● Requirement: Tally the lines in the items below that contain the string "lens", treating uppercase and lowercase as different, and give only that number.

● Coordinate annotation records:
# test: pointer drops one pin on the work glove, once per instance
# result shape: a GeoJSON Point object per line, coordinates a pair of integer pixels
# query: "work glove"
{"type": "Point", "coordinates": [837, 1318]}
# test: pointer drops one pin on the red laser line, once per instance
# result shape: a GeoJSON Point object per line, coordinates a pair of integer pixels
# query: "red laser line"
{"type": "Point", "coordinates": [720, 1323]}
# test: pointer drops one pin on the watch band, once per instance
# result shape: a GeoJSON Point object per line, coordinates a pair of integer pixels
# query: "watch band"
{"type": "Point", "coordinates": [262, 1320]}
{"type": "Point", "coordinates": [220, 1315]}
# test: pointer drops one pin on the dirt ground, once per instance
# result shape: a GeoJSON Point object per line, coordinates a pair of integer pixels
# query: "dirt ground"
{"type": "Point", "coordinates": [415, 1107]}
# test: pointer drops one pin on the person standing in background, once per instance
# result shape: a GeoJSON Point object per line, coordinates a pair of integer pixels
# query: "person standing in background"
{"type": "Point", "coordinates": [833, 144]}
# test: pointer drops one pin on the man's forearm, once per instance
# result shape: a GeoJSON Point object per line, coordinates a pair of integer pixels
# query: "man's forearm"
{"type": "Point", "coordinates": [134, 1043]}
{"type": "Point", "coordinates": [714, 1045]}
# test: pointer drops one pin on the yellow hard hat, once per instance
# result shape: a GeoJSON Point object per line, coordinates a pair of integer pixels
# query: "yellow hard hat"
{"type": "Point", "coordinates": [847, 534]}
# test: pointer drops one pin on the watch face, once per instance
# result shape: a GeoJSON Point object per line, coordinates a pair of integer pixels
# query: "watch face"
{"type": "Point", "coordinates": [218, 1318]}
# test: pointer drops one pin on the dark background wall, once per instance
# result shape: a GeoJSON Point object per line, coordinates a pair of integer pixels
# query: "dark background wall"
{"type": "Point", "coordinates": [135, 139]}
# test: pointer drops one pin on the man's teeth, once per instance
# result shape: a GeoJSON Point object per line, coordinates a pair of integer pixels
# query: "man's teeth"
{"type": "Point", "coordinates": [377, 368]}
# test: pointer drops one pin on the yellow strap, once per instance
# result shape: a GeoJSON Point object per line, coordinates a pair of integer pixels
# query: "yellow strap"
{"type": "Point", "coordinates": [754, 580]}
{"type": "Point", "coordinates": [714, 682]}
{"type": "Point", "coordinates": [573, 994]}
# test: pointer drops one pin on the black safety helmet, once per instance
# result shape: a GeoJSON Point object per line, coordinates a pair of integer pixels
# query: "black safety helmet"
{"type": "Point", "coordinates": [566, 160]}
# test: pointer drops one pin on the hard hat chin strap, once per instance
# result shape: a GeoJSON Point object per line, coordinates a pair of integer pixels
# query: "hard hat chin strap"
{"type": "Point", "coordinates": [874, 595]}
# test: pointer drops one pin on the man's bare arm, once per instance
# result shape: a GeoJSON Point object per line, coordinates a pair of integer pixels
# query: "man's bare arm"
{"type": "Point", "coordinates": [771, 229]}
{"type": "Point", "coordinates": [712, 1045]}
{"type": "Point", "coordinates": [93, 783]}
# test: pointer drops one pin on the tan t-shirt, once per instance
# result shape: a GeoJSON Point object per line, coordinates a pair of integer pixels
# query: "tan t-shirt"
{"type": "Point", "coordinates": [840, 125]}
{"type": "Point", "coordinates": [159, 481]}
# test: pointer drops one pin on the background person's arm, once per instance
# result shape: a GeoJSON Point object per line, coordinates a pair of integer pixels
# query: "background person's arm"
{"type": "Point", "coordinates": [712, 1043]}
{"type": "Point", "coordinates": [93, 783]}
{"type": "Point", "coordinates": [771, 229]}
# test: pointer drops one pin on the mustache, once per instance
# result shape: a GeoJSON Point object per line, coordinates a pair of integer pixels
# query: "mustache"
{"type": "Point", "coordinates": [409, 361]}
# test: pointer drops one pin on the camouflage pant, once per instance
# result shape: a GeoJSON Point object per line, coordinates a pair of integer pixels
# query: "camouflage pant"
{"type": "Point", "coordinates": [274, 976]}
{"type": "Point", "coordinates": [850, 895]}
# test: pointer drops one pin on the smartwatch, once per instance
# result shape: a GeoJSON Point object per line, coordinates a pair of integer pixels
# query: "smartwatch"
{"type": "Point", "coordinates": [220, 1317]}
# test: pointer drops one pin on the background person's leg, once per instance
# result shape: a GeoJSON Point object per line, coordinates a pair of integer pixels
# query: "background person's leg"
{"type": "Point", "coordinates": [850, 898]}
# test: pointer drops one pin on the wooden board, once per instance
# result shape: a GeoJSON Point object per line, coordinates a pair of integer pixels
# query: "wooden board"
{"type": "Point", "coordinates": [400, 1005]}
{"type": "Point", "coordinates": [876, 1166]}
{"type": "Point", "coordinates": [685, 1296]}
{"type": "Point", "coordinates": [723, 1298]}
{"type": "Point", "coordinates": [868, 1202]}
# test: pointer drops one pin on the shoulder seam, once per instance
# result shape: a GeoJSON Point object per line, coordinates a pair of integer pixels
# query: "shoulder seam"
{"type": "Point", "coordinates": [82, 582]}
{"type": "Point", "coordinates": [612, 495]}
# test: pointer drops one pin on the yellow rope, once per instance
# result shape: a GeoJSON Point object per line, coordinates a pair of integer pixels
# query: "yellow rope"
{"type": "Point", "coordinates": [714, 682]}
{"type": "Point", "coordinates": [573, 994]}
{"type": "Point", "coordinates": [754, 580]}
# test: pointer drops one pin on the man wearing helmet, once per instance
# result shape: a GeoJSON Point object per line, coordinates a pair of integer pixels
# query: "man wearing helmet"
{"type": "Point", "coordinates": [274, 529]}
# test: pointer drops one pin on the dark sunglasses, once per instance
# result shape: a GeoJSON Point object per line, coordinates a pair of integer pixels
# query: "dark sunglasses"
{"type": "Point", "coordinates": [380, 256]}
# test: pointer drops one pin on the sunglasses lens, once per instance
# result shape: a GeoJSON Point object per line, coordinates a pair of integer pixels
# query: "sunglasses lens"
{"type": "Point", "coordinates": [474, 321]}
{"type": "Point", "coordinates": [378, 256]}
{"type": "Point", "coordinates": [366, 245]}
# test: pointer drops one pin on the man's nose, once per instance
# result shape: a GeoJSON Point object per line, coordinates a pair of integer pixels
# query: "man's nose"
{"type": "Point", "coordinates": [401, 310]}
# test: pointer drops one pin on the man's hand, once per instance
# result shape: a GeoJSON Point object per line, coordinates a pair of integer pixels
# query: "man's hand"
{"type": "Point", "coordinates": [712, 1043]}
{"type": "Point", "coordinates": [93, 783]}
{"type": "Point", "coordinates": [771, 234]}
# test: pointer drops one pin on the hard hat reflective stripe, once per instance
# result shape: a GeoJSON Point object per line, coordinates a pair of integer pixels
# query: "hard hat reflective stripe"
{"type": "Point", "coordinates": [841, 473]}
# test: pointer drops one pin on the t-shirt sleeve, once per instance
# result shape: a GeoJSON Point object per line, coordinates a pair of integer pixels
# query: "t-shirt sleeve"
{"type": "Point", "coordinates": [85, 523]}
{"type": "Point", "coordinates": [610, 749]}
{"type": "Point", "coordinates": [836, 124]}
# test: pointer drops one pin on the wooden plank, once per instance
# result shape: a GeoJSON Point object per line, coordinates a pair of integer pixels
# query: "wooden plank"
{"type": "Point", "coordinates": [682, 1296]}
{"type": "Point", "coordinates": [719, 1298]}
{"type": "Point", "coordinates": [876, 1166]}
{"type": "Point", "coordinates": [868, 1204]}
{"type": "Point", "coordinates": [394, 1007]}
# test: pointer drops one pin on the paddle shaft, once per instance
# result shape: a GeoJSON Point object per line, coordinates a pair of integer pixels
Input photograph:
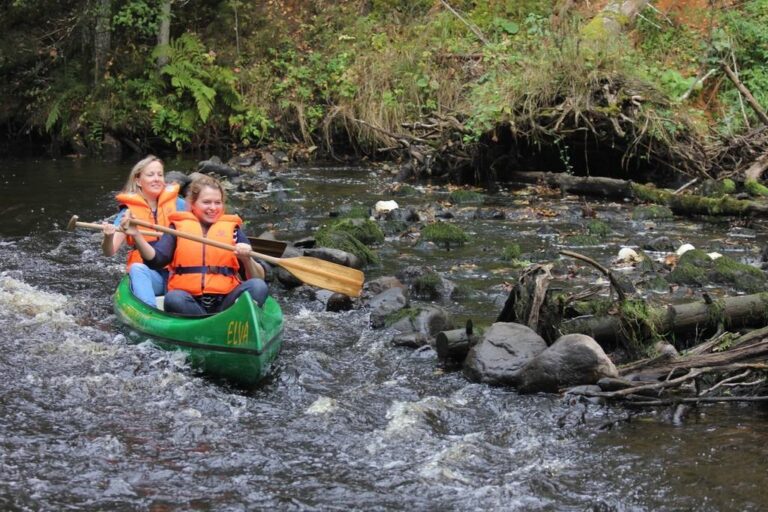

● The response: 2